AIM: Please arrange the stretch of lines from the one containing "the green strawberry" through the one containing "453], [469, 354]]" as a two-column CSV headed input and output. Give one row per text and its answer, with each in its own quoted field and line breaks replaced by spaces.

LISTED RECORDS:
* * * * * * * * *
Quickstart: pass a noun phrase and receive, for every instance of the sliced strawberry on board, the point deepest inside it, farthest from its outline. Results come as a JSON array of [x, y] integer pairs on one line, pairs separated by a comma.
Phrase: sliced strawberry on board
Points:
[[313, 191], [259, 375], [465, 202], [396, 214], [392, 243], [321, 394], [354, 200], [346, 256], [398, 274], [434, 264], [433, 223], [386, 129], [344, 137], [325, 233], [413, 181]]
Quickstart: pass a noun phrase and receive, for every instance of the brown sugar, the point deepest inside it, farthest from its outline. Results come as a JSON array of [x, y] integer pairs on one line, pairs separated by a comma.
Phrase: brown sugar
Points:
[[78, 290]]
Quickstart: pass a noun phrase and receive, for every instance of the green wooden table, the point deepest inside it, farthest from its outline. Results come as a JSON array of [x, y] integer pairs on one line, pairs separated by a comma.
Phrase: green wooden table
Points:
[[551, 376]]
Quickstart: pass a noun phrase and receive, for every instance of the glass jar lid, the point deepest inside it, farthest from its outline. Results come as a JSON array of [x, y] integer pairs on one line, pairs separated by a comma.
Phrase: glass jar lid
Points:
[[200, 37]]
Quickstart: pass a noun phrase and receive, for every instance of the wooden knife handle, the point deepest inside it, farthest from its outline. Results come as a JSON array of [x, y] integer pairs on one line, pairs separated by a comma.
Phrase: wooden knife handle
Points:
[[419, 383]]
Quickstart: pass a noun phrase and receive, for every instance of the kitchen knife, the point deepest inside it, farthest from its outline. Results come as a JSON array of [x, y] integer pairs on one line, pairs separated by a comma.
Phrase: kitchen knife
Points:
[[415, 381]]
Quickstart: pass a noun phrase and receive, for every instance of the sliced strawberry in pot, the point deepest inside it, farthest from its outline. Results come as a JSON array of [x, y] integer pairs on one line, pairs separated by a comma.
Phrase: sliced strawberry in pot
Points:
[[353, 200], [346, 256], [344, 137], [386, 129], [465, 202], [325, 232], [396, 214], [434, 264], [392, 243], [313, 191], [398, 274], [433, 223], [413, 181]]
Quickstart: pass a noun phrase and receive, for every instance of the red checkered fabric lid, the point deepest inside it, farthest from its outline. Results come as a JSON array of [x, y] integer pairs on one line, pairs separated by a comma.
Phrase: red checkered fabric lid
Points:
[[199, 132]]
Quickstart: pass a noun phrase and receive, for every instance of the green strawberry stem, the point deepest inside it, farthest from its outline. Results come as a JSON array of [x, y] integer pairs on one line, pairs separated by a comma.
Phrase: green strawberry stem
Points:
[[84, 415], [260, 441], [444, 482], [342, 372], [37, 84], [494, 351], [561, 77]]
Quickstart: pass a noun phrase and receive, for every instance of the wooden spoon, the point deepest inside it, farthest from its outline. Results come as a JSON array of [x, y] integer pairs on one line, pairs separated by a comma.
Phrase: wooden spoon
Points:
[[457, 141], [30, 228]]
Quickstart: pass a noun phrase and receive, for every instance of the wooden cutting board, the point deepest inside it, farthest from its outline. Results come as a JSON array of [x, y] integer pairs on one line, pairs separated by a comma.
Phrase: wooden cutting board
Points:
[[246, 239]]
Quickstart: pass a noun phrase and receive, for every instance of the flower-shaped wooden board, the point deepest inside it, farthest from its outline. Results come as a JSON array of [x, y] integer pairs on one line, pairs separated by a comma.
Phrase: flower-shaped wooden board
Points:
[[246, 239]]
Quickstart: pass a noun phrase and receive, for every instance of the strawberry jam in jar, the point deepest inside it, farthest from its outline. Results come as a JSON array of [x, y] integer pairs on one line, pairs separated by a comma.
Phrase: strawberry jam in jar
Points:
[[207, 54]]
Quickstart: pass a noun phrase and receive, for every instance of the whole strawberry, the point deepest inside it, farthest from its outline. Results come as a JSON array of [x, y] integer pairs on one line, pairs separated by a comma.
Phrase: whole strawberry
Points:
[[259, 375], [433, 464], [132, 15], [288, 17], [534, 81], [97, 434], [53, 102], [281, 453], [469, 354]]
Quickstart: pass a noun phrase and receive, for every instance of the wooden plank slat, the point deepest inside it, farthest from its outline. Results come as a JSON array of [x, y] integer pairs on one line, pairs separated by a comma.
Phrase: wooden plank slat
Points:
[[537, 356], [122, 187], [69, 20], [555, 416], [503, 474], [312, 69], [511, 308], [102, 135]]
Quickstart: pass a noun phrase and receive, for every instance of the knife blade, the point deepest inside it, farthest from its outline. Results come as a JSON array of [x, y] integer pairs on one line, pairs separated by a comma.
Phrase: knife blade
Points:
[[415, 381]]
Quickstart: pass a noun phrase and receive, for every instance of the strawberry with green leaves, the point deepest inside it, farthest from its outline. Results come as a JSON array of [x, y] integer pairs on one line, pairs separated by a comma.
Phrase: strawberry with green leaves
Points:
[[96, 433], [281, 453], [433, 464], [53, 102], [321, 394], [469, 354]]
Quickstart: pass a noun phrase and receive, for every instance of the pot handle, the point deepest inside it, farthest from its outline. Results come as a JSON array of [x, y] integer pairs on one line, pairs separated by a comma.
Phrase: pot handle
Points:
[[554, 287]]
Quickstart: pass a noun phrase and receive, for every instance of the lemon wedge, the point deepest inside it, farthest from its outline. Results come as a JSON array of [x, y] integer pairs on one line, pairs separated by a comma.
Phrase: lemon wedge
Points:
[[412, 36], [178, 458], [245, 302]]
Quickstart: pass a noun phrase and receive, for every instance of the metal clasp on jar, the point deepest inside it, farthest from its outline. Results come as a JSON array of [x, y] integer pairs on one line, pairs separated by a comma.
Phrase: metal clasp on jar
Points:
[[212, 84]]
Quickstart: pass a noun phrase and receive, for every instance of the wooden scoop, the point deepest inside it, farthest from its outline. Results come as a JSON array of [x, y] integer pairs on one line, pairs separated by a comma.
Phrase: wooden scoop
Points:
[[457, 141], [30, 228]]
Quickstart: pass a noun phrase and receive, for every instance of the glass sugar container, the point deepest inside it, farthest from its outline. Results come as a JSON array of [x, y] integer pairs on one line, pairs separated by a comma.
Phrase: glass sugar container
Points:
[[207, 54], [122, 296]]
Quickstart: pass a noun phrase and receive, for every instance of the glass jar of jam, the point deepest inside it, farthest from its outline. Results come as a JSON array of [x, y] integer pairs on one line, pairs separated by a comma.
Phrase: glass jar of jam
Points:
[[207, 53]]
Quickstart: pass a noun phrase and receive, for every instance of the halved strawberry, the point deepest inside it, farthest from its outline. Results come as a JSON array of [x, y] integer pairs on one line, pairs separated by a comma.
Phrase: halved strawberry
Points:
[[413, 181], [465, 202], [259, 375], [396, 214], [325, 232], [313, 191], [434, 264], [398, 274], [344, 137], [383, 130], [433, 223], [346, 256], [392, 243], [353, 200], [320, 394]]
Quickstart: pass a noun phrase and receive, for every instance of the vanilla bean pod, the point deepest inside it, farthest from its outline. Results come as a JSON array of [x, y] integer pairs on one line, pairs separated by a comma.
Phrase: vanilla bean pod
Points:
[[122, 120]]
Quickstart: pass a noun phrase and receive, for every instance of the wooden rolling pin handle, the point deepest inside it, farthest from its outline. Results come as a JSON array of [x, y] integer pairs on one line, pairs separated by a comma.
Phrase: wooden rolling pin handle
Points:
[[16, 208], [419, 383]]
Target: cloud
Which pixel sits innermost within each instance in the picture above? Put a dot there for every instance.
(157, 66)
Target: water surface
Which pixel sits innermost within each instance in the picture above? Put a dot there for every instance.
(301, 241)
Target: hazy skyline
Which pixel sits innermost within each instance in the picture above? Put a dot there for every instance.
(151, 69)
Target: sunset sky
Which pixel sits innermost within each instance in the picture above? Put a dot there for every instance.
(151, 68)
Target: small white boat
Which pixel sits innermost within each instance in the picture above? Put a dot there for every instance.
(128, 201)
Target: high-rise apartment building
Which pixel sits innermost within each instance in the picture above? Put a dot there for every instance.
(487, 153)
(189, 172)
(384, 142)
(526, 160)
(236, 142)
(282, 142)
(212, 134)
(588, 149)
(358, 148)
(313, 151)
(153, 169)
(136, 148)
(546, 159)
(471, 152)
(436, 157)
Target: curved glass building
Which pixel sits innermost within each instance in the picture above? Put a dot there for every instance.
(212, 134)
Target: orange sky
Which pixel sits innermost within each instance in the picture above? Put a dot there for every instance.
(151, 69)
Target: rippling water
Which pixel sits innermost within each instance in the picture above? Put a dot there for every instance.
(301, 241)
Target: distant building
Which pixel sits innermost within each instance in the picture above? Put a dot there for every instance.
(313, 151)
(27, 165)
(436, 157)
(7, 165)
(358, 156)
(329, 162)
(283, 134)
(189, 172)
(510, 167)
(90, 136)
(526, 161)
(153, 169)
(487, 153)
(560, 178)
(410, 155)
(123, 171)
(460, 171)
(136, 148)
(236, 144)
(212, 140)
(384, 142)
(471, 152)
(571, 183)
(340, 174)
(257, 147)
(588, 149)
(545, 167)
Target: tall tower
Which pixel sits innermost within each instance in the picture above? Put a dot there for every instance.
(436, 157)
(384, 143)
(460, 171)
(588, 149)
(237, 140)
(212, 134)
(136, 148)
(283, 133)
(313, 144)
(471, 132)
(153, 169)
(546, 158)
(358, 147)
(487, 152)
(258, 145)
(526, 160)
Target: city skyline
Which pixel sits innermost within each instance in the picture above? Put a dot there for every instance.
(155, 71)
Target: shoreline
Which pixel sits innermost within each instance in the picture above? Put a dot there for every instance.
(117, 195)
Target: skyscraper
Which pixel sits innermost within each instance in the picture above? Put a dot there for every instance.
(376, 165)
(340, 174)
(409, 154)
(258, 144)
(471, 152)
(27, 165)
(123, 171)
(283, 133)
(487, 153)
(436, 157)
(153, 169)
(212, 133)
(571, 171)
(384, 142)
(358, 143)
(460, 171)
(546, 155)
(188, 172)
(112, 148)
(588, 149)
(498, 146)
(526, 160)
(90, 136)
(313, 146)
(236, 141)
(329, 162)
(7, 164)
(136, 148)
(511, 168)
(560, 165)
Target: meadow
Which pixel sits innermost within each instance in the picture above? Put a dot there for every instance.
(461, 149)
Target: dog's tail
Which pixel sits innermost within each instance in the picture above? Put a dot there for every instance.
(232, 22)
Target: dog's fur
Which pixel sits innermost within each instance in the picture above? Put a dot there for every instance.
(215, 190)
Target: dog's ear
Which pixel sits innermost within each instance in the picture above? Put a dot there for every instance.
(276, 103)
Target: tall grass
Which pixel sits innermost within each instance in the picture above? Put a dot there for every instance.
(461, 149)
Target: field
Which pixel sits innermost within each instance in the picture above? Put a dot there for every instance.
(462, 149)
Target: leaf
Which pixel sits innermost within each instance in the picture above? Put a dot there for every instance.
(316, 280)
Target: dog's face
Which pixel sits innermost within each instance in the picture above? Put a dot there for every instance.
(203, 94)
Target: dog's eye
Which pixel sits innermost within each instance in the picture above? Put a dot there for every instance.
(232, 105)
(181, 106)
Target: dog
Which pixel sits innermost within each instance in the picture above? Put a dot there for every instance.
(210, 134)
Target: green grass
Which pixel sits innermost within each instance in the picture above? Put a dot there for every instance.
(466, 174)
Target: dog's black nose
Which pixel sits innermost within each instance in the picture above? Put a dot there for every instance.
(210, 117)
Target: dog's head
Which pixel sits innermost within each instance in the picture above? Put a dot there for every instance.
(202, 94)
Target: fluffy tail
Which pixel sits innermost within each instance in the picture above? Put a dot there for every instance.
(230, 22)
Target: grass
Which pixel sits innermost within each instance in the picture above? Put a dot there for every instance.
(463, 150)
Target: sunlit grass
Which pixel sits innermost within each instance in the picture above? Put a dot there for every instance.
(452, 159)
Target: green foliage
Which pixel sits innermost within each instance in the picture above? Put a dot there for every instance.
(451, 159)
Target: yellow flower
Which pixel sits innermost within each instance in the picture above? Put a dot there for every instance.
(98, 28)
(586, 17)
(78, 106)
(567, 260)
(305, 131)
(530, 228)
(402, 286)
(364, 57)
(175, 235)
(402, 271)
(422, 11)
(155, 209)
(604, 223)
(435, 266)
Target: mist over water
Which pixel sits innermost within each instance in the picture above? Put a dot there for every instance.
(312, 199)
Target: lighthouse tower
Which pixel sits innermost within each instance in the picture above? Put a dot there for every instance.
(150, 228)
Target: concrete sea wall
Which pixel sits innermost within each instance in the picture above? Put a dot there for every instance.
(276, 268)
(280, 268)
* * * * * * * * *
CORRECT RESULT:
input,output
"Quickstart: pass a noun phrase and receive, for every instance of the green strawberry stem, the point deepest inside it, farthest from its outline. Results come as a JSON array of [x, y] integer pairs on one line, pairs separated by a comma. Phrase: green strawberry stem Points:","[[84, 415], [260, 441], [444, 482], [342, 372], [37, 84], [494, 351], [561, 77]]"
"Quickstart: pass a noun phrase and receive, for every instance of the wooden spoon, the point deepest inside it, farthest from its outline. Results come as a JSON array of [x, y] integer pairs on one line, pairs separated by a comma. Phrase: wooden spoon Points:","[[457, 141], [30, 228]]"
"Quickstart: pass a noun phrase and receive, for every instance of the wooden cutting board, the point deepest inside it, farthest from its outline. Results come as a JSON array of [x, y] integer pairs on one line, pairs separated by a comma. Phrase: wooden cutting board Points:","[[246, 239]]"
"Quickstart: pass a noun phrase and receive, for every instance of the flower-shaped wooden board, the point deepest inside it, farthest from its outline. Results come as a JSON array of [x, y] integer pairs on one line, pairs separated by a comma. Phrase: flower-shaped wooden board Points:","[[246, 239]]"
"Quickstart: pass a noun phrase and receive, for every instance of the strawberry jam in jar, the point deepest inside it, farthest from its outline. Results come as a JSON array of [x, y] integer pairs on one line, pairs separated by a comma. Phrase: strawberry jam in jar Points:","[[207, 54]]"
"Quickstart: pass a noun phrase and receive, for every instance of the whole strawberry, the point deepest inside it, farthest from its outline. Results come as a JSON array of [x, y] integer pairs on one line, pairs separated by a comma. Phrase: whole strawberry Points:","[[259, 375], [433, 464], [132, 15], [288, 17], [534, 81], [97, 434], [53, 102], [281, 453], [469, 354]]"